Transcreva na íntegra, sem nenhuma alteração, o trecho abaixo sobre a disputa por cargos entre a apuração dos votos e a posse dos novos governantes.

TRECHO DO TEXTO:
....................
A movimentação frenética dos vencedores é reveladora. No curto espaço de tempo que separa a apuração dos votos da posse dos novos governantes, atiram-se todos na disputa por cargos, na formatação do ministério e dos secretariados estaduais, na distribuição das fatias nobres e das migalhas do poder. O país assiste a tudo parado, com mãos e bocas travadas, entre o indiferente e o curioso. A hora é dos políticos, não dos cidadãos. É quando se destacam os mais hábeis, os mais insistentes, os mais persuasivos, quando fica claro o real poder de fogo das coalizões que irão governar.
O momento também ajuda a que se perceba quem coordenará as ações dos novos governos e decidirá sobre a vida e a morte, isto é, terá a ultima palavra. No plano federal, a pergunta reverberou durante todo o mês: dado o protagonismo e o brilho acumulados por Lula, que papel exercerá ele no governo de Dilma Rousseff e, portanto, nas definições que precederão seu inicio efetivo? Sairá de cena ou permanecerá nos bastidores, influenciando, pressionando, "aconselhando"? Terá cargo compatível com sua estatura real ou presumida? Conseguirá se manter em evidência, de modo a se valorizar como candidato para 2014? Agirá como "reserva moral" da nação ou como "partidário", como homem público ou como cidadão comum?
A resposta a essas questões respinga evidentemente no que se imagina estar reservado à presidenta Dilma Rousseff. Terá ela força suficiente para se descolar de seu antecessor e provar que uma criatura pode muito bem ter vida autônoma perante seu criador? Imprimirá marca pessoal a seu governo, seja em termos de estilo e linguagem, seja em termos de políticas e escolhas?
....................
INFORMAÇÕES FORNECIDAS:

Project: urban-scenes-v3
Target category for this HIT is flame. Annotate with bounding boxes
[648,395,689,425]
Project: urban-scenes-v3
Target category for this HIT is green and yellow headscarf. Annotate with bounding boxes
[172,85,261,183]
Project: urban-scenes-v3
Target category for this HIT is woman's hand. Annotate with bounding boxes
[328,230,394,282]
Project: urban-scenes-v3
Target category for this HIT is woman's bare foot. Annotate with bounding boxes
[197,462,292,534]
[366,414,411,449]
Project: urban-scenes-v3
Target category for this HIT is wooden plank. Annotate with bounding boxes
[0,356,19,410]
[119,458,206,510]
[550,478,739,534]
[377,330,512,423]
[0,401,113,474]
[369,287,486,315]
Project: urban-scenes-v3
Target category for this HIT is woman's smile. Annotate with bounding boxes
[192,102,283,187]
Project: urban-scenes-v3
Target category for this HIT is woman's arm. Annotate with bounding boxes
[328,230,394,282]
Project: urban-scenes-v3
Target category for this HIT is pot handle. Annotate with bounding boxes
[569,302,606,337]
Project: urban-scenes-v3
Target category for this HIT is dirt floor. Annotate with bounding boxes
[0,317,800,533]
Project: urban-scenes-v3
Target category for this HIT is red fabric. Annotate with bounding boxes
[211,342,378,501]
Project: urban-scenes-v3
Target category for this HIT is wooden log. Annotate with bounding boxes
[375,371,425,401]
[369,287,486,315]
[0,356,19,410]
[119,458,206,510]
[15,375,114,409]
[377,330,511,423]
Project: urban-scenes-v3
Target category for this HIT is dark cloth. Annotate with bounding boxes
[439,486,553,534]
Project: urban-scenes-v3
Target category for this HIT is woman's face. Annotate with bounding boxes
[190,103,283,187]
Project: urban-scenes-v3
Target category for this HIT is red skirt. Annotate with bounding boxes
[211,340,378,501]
....................
RESPOSTA:
A movimentação frenética dos vencedores é reveladora. No curto espaço de tempo que separa a apuração dos votos da posse dos novos governantes, atiram-se todos na disputa por cargos, na formatação do ministério e dos secretariados estaduais, na distribuição das fatias nobres e das migalhas do poder. O país assiste a tudo parado, com mãos e bocas travadas, entre o indiferente e o curioso. A hora é dos políticos, não dos cidadãos. É quando se destacam os mais hábeis, os mais insistentes, os mais persuasivos, quando fica claro o real poder de fogo das coalizões que irão governar.
O momento também ajuda a que se perceba quem coordenará as ações dos novos governos e decidirá sobre a vida e a morte, isto é, terá a ultima palavra. No plano federal, a pergunta reverberou durante todo o mês: dado o protagonismo e o brilho acumulados por Lula, que papel exercerá ele no governo de Dilma Rousseff e, portanto, nas definições que precederão seu inicio efetivo? Sairá de cena ou permanecerá nos bastidores, influenciando, pressionando, "aconselhando"? Terá cargo compatível com sua estatura real ou presumida? Conseguirá se manter em evidência, de modo a se valorizar como candidato para 2014? Agirá como "reserva moral" da nação ou como "partidário", como homem público ou como cidadão comum?
A resposta a essas questões respinga evidentemente no que se imagina estar reservado à presidenta Dilma Rousseff. Terá ela força suficiente para se descolar de seu antecessor e provar que uma criatura pode muito bem ter vida autônoma perante seu criador? Imprimirá marca pessoal a seu governo, seja em termos de estilo e linguagem, seja em termos de políticas e escolhas?